● PROBLEM TO WORK ON
Below is a listing; write it out exactly and drop any images from it.
⁂
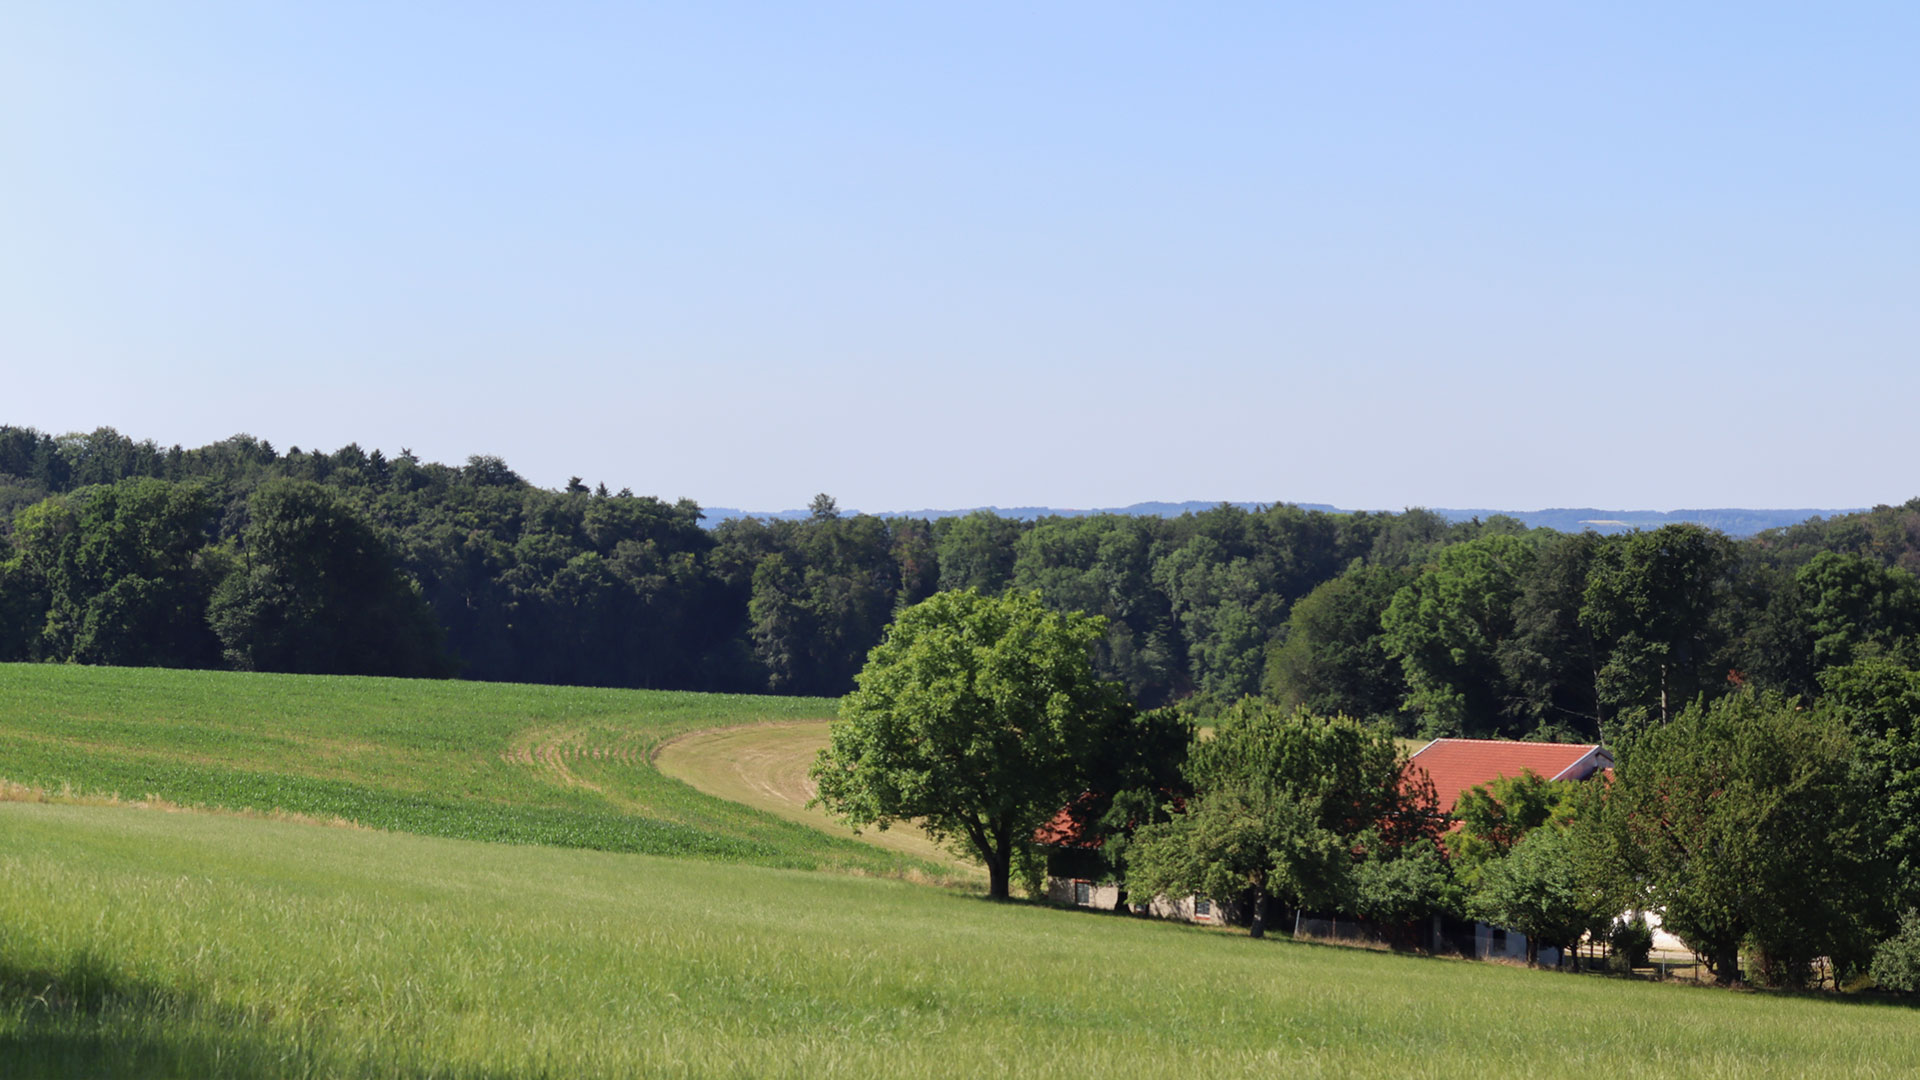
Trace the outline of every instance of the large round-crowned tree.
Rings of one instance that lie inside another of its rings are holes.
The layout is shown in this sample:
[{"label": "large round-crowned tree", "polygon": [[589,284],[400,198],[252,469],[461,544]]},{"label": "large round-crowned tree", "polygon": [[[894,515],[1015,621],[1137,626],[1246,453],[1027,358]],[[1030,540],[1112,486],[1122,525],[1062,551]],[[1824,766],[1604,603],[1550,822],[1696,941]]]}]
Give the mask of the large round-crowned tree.
[{"label": "large round-crowned tree", "polygon": [[813,765],[818,800],[855,826],[913,819],[986,864],[1013,857],[1134,741],[1119,686],[1093,673],[1106,620],[1029,594],[938,593],[902,611],[841,702]]}]

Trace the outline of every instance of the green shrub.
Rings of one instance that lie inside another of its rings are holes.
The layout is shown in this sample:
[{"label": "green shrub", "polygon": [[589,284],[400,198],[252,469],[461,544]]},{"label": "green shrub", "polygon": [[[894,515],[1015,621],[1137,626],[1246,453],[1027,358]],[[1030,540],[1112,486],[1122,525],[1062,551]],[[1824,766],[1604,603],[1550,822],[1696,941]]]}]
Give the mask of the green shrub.
[{"label": "green shrub", "polygon": [[1873,950],[1873,981],[1882,990],[1920,990],[1920,911],[1907,909],[1900,930]]},{"label": "green shrub", "polygon": [[1653,953],[1653,927],[1647,925],[1645,915],[1617,920],[1607,935],[1607,943],[1613,947],[1608,963],[1614,970],[1626,972],[1646,967],[1647,957]]}]

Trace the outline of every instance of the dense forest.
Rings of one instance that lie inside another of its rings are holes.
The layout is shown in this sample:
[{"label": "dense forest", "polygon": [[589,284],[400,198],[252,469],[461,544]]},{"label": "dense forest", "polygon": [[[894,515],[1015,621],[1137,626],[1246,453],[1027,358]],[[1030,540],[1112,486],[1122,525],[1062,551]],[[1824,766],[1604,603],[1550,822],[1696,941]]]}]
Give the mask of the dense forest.
[{"label": "dense forest", "polygon": [[0,427],[0,660],[837,695],[902,606],[1019,589],[1104,616],[1100,671],[1143,706],[1263,694],[1541,738],[1920,664],[1920,499],[1743,541],[1287,504],[812,511],[707,528],[497,457]]}]

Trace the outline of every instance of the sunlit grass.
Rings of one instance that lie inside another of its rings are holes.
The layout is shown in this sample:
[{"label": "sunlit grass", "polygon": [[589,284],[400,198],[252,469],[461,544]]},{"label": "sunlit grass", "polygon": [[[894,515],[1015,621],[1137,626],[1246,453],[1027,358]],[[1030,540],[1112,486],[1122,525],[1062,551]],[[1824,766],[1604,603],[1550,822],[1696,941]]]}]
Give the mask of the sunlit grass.
[{"label": "sunlit grass", "polygon": [[818,698],[0,664],[0,779],[432,836],[872,873],[930,867],[701,794],[660,740]]},{"label": "sunlit grass", "polygon": [[8,1076],[1865,1076],[1900,1007],[899,881],[0,804]]},{"label": "sunlit grass", "polygon": [[956,882],[984,885],[986,876],[979,863],[934,841],[912,822],[855,833],[825,807],[810,805],[818,789],[808,773],[826,748],[832,726],[830,720],[793,720],[695,732],[661,743],[654,764],[709,795],[822,832],[858,835],[866,843],[944,866]]},{"label": "sunlit grass", "polygon": [[[255,812],[0,792],[0,1076],[1920,1070],[1920,1016],[1884,1003],[1254,942],[803,872],[916,864],[649,761],[675,734],[831,710],[0,666],[0,778]],[[371,828],[310,823],[343,821]]]}]

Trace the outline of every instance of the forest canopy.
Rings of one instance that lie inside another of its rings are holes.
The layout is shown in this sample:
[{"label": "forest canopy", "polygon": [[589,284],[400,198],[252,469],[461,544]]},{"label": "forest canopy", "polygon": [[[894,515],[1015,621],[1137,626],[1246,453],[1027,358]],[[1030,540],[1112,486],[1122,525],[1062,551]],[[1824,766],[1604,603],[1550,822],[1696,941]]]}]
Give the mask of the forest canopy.
[{"label": "forest canopy", "polygon": [[1920,499],[1735,541],[1277,503],[1178,517],[842,514],[507,462],[162,448],[0,427],[0,659],[839,695],[935,592],[1105,620],[1142,707],[1252,695],[1405,734],[1597,738],[1740,687],[1920,662]]}]

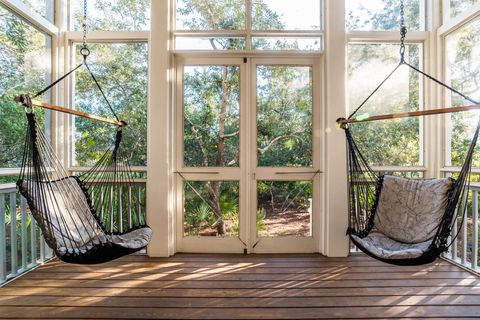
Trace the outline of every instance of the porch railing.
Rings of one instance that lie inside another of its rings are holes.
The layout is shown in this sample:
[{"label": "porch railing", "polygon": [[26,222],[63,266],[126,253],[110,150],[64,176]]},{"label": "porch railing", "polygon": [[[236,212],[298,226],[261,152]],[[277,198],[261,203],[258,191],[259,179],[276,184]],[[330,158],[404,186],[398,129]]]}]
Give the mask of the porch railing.
[{"label": "porch railing", "polygon": [[53,257],[15,184],[0,184],[0,285]]},{"label": "porch railing", "polygon": [[[145,170],[138,168],[136,171],[140,173]],[[95,186],[92,191],[98,192]],[[135,180],[132,186],[124,188],[122,192],[138,196],[141,207],[136,210],[145,212],[146,179]],[[0,285],[53,256],[15,184],[0,184]]]},{"label": "porch railing", "polygon": [[459,217],[455,222],[452,234],[460,231],[457,238],[453,239],[448,252],[444,254],[444,258],[456,262],[465,268],[475,272],[480,272],[478,242],[479,242],[479,196],[480,185],[470,186],[470,192],[467,198],[467,212],[465,219]]}]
⁂
● EXERCISE OUTPUT
Trace the outline of every instance of the large round-crowned tree.
Rings of one instance that lie inside another of its rings are holes.
The layout is shown in this sample:
[{"label": "large round-crowned tree", "polygon": [[589,284],[400,198],[252,469],[461,544]]},{"label": "large round-crowned tree", "polygon": [[[894,515],[1015,621],[1137,626],[1246,453],[1027,358]],[[1030,540],[1112,486],[1122,525],[1062,551]],[[1824,766],[1604,603],[1550,822],[1696,941]]]}]
Give the mask of the large round-crowned tree.
[{"label": "large round-crowned tree", "polygon": [[813,765],[818,800],[855,826],[913,819],[986,864],[1013,857],[1134,741],[1119,686],[1093,673],[1106,620],[1029,594],[938,593],[902,611],[841,702]]}]

Trace the outline of every instance of the green shrub.
Rings of one instance that lie inside another of its rings are holes.
The layout is shown in this sample:
[{"label": "green shrub", "polygon": [[589,284],[400,198],[252,469],[461,544]]},{"label": "green shrub", "polygon": [[[894,515],[1015,621],[1137,626],[1246,453],[1027,358]],[[1030,540],[1112,486],[1122,525],[1062,551]],[[1824,766],[1604,603],[1550,822],[1696,941]]]}]
Give the mask of the green shrub.
[{"label": "green shrub", "polygon": [[1873,950],[1873,981],[1882,990],[1920,990],[1920,911],[1907,909],[1900,930]]},{"label": "green shrub", "polygon": [[1653,953],[1653,927],[1647,925],[1645,915],[1617,920],[1607,935],[1607,943],[1613,947],[1608,963],[1614,970],[1626,972],[1646,967],[1647,957]]}]

Trace the outline of every instance of the dense forest.
Rings of one instance that lie inside another of its rings are holes.
The layout is shown in this sample:
[{"label": "dense forest", "polygon": [[589,284],[400,198],[252,469],[461,544]]},{"label": "dense forest", "polygon": [[[894,515],[1015,621],[1137,626],[1246,453],[1027,358]],[[1030,540],[1112,486],[1122,525],[1062,551]],[[1824,766],[1604,603],[1550,822],[1696,941]]]}]
Give the mask of the dense forest.
[{"label": "dense forest", "polygon": [[0,427],[0,660],[837,695],[902,606],[1019,589],[1104,616],[1100,671],[1143,706],[1263,694],[1541,738],[1920,664],[1920,499],[1743,541],[1287,504],[812,511],[707,528],[497,457]]}]

Trace the outline of every instance of the sunlit grass.
Rings of one instance that lie inside another of its rings are holes.
The layout is shown in this sample:
[{"label": "sunlit grass", "polygon": [[589,284],[400,198],[252,469],[461,544]]},{"label": "sunlit grass", "polygon": [[[894,515],[1015,621],[1137,626],[1246,453],[1027,358]],[[1030,540],[1112,486],[1122,525],[1062,551]],[[1824,766],[1604,603],[1550,822],[1696,941]]]}]
Give the mask of the sunlit grass.
[{"label": "sunlit grass", "polygon": [[818,698],[0,664],[0,779],[432,836],[872,873],[930,867],[701,794],[660,740]]},{"label": "sunlit grass", "polygon": [[8,1076],[1865,1076],[1900,1007],[899,881],[0,804]]},{"label": "sunlit grass", "polygon": [[956,882],[984,885],[986,876],[979,863],[934,841],[912,822],[855,833],[825,807],[810,805],[818,789],[808,773],[826,748],[832,726],[830,720],[793,720],[695,732],[661,743],[654,764],[709,795],[822,832],[858,835],[866,843],[944,866]]},{"label": "sunlit grass", "polygon": [[[255,812],[0,792],[0,1076],[1920,1070],[1920,1016],[1884,1003],[1254,942],[803,872],[916,864],[649,761],[675,734],[831,710],[0,666],[0,778]],[[371,828],[310,823],[343,821]]]}]

Trace the outline of every instance of the forest canopy.
Rings of one instance that lie inside another of its rings are holes.
The layout is shown in this sample:
[{"label": "forest canopy", "polygon": [[589,284],[400,198],[252,469],[461,544]]},{"label": "forest canopy", "polygon": [[[894,515],[1015,621],[1137,626],[1246,453],[1027,358]],[[1030,540],[1112,486],[1122,525],[1062,551]],[[1824,766],[1604,603],[1550,822],[1696,941]]]}]
Give the mask of the forest canopy.
[{"label": "forest canopy", "polygon": [[1920,499],[1735,541],[1277,503],[1178,517],[842,514],[507,462],[162,448],[0,427],[0,659],[839,695],[935,592],[1105,620],[1142,707],[1252,695],[1405,734],[1597,738],[1740,687],[1920,662]]}]

Trace the outline of every instance of the porch railing.
Rings of one instance that lie inside another of its rings are holes.
The layout is shown in this sample:
[{"label": "porch railing", "polygon": [[26,222],[63,266],[126,253],[110,150],[64,176]]},{"label": "porch railing", "polygon": [[[236,212],[298,226],[261,152]],[[277,198],[261,203],[258,191],[259,179],[276,184]],[[330,158],[404,186],[398,129]]]}]
Give the mask of the porch railing.
[{"label": "porch railing", "polygon": [[53,257],[15,184],[0,184],[0,285]]},{"label": "porch railing", "polygon": [[[145,170],[138,168],[136,171],[140,173]],[[95,186],[92,191],[98,192]],[[135,180],[132,186],[124,188],[122,192],[138,196],[141,207],[136,210],[145,212],[146,179]],[[0,285],[53,256],[15,184],[0,184]]]},{"label": "porch railing", "polygon": [[459,217],[455,222],[452,234],[460,231],[457,238],[453,239],[448,252],[444,254],[444,258],[456,262],[465,268],[475,272],[480,272],[478,242],[479,242],[479,196],[480,185],[470,186],[470,192],[467,198],[467,212],[465,219]]}]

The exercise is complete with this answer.